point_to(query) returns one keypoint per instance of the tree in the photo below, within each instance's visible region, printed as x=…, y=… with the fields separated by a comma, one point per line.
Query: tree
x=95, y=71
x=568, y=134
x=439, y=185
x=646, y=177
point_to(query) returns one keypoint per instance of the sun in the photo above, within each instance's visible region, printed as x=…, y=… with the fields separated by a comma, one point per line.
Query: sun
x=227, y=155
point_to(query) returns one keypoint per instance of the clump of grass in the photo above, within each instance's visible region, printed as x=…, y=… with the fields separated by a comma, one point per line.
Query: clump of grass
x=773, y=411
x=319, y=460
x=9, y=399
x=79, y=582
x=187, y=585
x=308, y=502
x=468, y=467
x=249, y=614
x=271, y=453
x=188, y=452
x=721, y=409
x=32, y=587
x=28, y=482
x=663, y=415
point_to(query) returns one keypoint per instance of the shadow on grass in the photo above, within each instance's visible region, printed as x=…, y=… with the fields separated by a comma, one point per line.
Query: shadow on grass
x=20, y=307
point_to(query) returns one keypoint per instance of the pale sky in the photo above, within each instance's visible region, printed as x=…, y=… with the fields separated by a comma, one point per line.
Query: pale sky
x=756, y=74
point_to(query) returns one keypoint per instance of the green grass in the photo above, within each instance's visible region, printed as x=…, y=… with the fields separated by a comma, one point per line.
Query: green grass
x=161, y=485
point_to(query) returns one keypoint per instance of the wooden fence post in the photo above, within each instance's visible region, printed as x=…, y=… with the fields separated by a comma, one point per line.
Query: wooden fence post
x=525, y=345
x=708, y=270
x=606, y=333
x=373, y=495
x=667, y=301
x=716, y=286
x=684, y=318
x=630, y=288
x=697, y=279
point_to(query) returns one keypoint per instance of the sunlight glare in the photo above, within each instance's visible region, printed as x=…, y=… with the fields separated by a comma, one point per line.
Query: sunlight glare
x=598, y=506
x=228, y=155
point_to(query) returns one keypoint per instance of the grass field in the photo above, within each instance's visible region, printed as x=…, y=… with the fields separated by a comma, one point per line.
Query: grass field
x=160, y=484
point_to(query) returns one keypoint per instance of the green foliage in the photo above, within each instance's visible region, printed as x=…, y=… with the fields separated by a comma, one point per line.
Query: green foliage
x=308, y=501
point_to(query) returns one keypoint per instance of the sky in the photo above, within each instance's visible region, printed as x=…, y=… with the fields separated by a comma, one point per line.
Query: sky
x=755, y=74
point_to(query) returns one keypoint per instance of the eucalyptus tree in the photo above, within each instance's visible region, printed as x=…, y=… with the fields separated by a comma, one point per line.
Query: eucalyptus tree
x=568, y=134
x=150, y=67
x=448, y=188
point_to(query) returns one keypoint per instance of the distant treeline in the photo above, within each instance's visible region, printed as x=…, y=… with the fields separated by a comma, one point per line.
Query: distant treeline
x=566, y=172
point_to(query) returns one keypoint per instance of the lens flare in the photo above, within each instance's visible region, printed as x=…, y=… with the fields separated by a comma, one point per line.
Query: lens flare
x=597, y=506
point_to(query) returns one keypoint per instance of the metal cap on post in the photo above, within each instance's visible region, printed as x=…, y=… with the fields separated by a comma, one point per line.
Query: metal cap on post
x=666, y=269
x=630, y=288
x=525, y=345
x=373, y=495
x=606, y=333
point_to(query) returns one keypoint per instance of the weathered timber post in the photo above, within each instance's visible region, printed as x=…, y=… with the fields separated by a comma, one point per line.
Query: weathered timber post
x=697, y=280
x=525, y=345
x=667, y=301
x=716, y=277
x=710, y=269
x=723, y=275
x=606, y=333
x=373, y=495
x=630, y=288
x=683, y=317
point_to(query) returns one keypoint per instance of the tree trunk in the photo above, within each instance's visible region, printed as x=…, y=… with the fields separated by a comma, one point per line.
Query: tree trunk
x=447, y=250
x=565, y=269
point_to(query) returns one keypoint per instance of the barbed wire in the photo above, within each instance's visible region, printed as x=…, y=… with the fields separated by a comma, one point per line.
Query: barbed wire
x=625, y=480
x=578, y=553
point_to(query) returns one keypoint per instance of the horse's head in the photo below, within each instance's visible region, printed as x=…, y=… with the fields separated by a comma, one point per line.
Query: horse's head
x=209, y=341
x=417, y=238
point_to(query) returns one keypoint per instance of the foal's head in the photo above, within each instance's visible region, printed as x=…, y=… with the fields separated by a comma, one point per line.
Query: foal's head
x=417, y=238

------

=== What is needed ===
Rewrite all the records above as a two-column CSV with the headers text and answer, one row per record. Put each value in a single quoted field and replace any line breaks inside it with spaces.

=== Written solution ===
text,answer
"point_to(query) returns one keypoint per instance of the tree in the photo below, within each instance's visible region, printed as x=…, y=… with the fields separated by a comma, one point per line. Query: tree","x=95, y=71 x=568, y=134 x=439, y=185 x=646, y=177"
"point_to(query) returns one keypoint per instance of the sun in the photo above, within each instance's visible region, printed as x=…, y=… with the fields separated by a comma, one point per line. Query: sun","x=227, y=155"
"point_to(query) returns one keypoint per instance of the clump of grass in the photo above, within each instance's visible region, printed as x=…, y=… with the fields separated by a comma, one point per line. Query: clump of grass","x=773, y=411 x=319, y=460 x=9, y=399 x=79, y=582 x=187, y=585 x=308, y=502 x=468, y=467 x=249, y=614 x=271, y=453 x=188, y=452 x=721, y=409 x=32, y=587 x=28, y=482 x=663, y=415"
"point_to(query) returns one keypoint per instance of the shadow on grass in the photo above, within each instance's visible region, printed as x=…, y=… with the fields separated by a comma, one point per line. Query: shadow on grass","x=20, y=307"
"point_to(query) returns one keypoint per instance of the pale sky in the photo above, within each instance's visible region, printed as x=…, y=… with the fields separated by a comma, one point per line. Query: pale sky","x=756, y=74"
"point_to(query) returns one keypoint per instance of the green grass in the photo above, within each instance's visible region, printed as x=…, y=… with the fields separated by a comma, one point per line. Query: green grass","x=161, y=485"
"point_to(query) returns one keypoint per instance of the wooden fence post in the photo above, within each instance's visible region, printed as x=…, y=… with the fields separated by a comma, one point per line. Query: wooden fence post","x=525, y=345 x=708, y=270 x=606, y=333 x=373, y=495 x=667, y=301 x=716, y=286 x=684, y=318 x=630, y=288 x=697, y=279"
"point_to(query) returns one keypoint per instance of the sunlight glare in the photo above, within each instance's visible region, printed as x=…, y=… with the fields separated by a comma, one point per line. Query: sunlight glare","x=598, y=506 x=228, y=155"
"point_to(query) returns one keypoint per instance of the grass field in the photo above, within each instance's visible region, printed as x=…, y=… with the fields separated by a comma, one point per line. Query: grass field","x=160, y=484"
"point_to(query) returns one keypoint per instance of the green foliage in the photo above, within each instance's visible region, printed as x=…, y=… with the fields separated by a comma, one point per line. Query: green foliage","x=308, y=501"
"point_to(query) returns one keypoint per instance of the sky in the photo above, within each instance's visible region, printed as x=…, y=… with the fields separated by a comma, one point per line. Query: sky","x=755, y=74"
"point_to(query) returns one keypoint per instance of the eucalyptus tree in the photo above, within each instance's visible region, printed as x=…, y=… with the fields separated by a comma, one point per line. Query: eucalyptus tree","x=568, y=134 x=150, y=67 x=448, y=188"
"point_to(query) returns one keypoint per instance of the distant treeline in the photo above, within each instance's visible region, printed as x=…, y=… with the fields separated by a comma, one point per line. Query: distant treeline","x=566, y=172"
"point_to(query) returns one keypoint per instance of the lens flare in the photo above, within each instance's visible region, printed as x=…, y=… with the fields separated by a comma, one point per line. Query: lens flare","x=597, y=506"
"point_to(query) returns one keypoint per instance of the metal cap on post in the photo above, within each instance's visible region, printed as x=…, y=… with the fields separated by a comma, one point per line. Query: metal cap on post","x=666, y=269 x=630, y=288 x=525, y=345 x=373, y=495 x=606, y=333"
"point_to(query) returns one keypoint per instance of the weathered timber post in the photo above, within each instance's visible region, printed as x=…, y=… with the fields separated by a comma, one point per line. Query: weathered timber post","x=697, y=280 x=525, y=345 x=667, y=301 x=716, y=277 x=710, y=269 x=723, y=275 x=606, y=333 x=373, y=495 x=630, y=288 x=683, y=317"
"point_to(query) returns one keypoint per instance of the tree trunk in the photo above, within each instance's visible region, printed as x=…, y=… with the fields separated by a comma, one point per line. Query: tree trunk","x=447, y=250 x=565, y=269"
"point_to(query) returns one keypoint per instance of the barbed wire in the photo above, within each instance's visible region, printed as x=…, y=… with the fields separated by a comma, one point per line. Query: barbed wire","x=625, y=480 x=578, y=553"
"point_to(query) returns one keypoint per instance of the horse's head in the photo below, within each instance's visible region, printed as x=…, y=… with the fields separated by a comma, one point per line. Query: horse's head","x=209, y=341 x=417, y=238"
"point_to(query) returns one keypoint per instance of the foal's head in the photo above, within each instance's visible region, printed as x=…, y=… with the fields separated by a comma, one point per line. Query: foal's head","x=417, y=238"